━━━ DATA FOR REVIEW
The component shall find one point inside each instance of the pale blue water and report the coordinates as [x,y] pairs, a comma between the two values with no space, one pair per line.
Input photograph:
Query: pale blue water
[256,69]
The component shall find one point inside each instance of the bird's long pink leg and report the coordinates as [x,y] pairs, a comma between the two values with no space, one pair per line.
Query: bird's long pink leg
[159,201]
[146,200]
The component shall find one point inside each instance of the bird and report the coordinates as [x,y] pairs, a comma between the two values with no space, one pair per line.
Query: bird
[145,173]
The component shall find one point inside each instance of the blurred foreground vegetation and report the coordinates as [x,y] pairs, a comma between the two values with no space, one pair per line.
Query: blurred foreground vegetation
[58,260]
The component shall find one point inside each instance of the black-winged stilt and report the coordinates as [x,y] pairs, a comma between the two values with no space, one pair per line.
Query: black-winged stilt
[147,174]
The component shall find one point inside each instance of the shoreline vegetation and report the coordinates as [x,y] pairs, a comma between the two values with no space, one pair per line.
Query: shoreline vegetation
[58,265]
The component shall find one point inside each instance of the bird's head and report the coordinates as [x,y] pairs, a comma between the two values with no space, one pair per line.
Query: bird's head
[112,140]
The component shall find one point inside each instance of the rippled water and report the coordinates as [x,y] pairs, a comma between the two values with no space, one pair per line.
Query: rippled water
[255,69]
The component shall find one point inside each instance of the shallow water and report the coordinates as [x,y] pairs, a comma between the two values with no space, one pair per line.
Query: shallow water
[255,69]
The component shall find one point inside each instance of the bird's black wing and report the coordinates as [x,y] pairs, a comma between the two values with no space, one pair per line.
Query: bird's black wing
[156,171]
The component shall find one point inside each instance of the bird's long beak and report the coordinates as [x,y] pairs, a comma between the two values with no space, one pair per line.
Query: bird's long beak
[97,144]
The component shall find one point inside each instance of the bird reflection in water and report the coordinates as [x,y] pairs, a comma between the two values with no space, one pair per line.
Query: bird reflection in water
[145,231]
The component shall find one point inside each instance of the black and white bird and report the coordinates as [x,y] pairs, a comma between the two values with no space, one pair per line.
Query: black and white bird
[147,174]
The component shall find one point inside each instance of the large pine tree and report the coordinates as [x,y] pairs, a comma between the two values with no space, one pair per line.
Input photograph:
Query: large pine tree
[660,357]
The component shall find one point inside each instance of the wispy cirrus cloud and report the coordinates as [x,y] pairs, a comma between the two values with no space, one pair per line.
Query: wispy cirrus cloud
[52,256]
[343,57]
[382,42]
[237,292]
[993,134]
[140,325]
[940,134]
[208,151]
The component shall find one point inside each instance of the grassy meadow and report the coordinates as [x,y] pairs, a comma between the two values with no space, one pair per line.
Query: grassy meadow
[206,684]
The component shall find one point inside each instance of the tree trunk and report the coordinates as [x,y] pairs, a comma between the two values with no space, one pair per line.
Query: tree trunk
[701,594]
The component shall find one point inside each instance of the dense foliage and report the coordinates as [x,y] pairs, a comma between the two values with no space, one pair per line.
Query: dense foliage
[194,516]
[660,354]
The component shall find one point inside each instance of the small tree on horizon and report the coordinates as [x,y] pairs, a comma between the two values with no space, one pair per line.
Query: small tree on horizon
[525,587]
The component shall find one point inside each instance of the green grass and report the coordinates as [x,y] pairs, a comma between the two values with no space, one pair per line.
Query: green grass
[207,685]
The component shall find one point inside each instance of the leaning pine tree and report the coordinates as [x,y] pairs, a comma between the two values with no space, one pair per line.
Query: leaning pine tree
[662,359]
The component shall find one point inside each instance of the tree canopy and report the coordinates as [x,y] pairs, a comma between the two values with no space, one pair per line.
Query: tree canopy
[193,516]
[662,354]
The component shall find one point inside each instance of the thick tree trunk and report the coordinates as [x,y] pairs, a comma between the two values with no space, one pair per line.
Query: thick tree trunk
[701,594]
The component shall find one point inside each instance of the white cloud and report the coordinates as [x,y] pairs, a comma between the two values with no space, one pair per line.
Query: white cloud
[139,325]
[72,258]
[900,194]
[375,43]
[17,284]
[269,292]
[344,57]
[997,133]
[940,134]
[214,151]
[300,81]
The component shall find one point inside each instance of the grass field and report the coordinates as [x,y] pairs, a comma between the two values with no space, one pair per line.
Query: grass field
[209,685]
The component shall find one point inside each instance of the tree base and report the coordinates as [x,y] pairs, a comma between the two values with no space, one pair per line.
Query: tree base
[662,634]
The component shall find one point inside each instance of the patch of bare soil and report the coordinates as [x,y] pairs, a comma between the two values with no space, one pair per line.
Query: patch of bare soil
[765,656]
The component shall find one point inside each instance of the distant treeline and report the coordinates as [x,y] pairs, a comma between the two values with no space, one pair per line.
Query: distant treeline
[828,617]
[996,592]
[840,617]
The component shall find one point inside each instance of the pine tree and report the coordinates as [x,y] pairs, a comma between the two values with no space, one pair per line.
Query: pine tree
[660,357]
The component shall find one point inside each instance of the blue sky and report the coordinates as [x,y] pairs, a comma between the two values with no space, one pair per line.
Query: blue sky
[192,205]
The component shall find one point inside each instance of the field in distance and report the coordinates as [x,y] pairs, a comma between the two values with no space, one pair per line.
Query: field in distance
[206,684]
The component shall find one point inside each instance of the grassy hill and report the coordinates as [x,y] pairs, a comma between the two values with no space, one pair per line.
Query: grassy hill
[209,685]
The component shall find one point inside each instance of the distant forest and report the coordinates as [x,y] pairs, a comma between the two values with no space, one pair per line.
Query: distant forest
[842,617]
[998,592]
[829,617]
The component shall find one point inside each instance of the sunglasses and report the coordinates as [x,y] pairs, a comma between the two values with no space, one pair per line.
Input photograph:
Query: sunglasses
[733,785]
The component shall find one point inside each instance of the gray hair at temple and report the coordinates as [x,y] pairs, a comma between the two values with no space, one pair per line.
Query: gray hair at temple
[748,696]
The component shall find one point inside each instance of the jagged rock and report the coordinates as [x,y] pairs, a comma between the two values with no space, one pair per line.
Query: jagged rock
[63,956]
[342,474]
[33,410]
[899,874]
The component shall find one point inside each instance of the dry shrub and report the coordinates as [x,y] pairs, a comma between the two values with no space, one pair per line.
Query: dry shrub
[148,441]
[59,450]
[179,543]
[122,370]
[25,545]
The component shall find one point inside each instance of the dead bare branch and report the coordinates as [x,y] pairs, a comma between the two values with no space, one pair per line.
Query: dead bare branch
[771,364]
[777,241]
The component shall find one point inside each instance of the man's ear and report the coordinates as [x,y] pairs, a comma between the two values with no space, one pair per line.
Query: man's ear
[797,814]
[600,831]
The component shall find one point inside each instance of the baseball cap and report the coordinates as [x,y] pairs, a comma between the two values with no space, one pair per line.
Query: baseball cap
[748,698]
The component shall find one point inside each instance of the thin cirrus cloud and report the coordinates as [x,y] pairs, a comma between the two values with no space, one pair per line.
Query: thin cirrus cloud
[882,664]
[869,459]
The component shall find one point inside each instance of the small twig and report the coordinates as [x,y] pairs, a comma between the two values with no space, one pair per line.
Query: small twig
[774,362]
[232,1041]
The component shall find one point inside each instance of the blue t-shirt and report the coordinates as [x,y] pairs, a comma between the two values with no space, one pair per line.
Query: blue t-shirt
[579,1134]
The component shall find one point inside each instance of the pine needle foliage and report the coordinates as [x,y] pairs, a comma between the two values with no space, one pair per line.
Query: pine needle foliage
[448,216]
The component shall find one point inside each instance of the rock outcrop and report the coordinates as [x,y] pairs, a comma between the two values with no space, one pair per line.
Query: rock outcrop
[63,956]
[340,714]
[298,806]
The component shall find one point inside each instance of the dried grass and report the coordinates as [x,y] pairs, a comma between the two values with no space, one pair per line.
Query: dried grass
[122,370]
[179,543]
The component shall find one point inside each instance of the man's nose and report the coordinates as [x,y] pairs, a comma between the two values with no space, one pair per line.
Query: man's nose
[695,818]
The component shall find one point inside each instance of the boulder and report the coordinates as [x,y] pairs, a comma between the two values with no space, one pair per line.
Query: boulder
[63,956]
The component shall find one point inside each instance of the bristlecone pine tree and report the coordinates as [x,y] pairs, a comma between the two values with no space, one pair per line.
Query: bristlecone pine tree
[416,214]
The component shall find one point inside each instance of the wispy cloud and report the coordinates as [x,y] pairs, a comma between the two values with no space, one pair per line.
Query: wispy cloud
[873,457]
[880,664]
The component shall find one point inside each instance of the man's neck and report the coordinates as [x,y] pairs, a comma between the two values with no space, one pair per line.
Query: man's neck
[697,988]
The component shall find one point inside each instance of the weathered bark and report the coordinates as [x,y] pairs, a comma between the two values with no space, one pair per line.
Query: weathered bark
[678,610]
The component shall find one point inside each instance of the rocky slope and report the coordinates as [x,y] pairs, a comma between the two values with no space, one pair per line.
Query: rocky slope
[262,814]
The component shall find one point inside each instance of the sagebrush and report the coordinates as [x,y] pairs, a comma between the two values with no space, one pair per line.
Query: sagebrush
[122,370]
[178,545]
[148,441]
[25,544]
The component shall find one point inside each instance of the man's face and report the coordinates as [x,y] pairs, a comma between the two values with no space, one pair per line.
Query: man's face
━━━━━━
◆ DIRECTIONS: Return only the part of the records above that opens with the line containing "Query: tree trunk" and closes with the line containing "the small tree", ends included.

◆ EXERCISE ANSWER:
Query: tree trunk
[701,594]
The component shall find one point inside each instance of the dense foliage and report the coordinates as [x,y] pairs, a comma between the two values with no space, one pair per line.
Query: dense foliage
[194,516]
[660,354]
The component shall find one point inside each instance of the small tree on horizon and report the coordinates as [x,y] pairs, a comma between the two values with no space, one pair per line.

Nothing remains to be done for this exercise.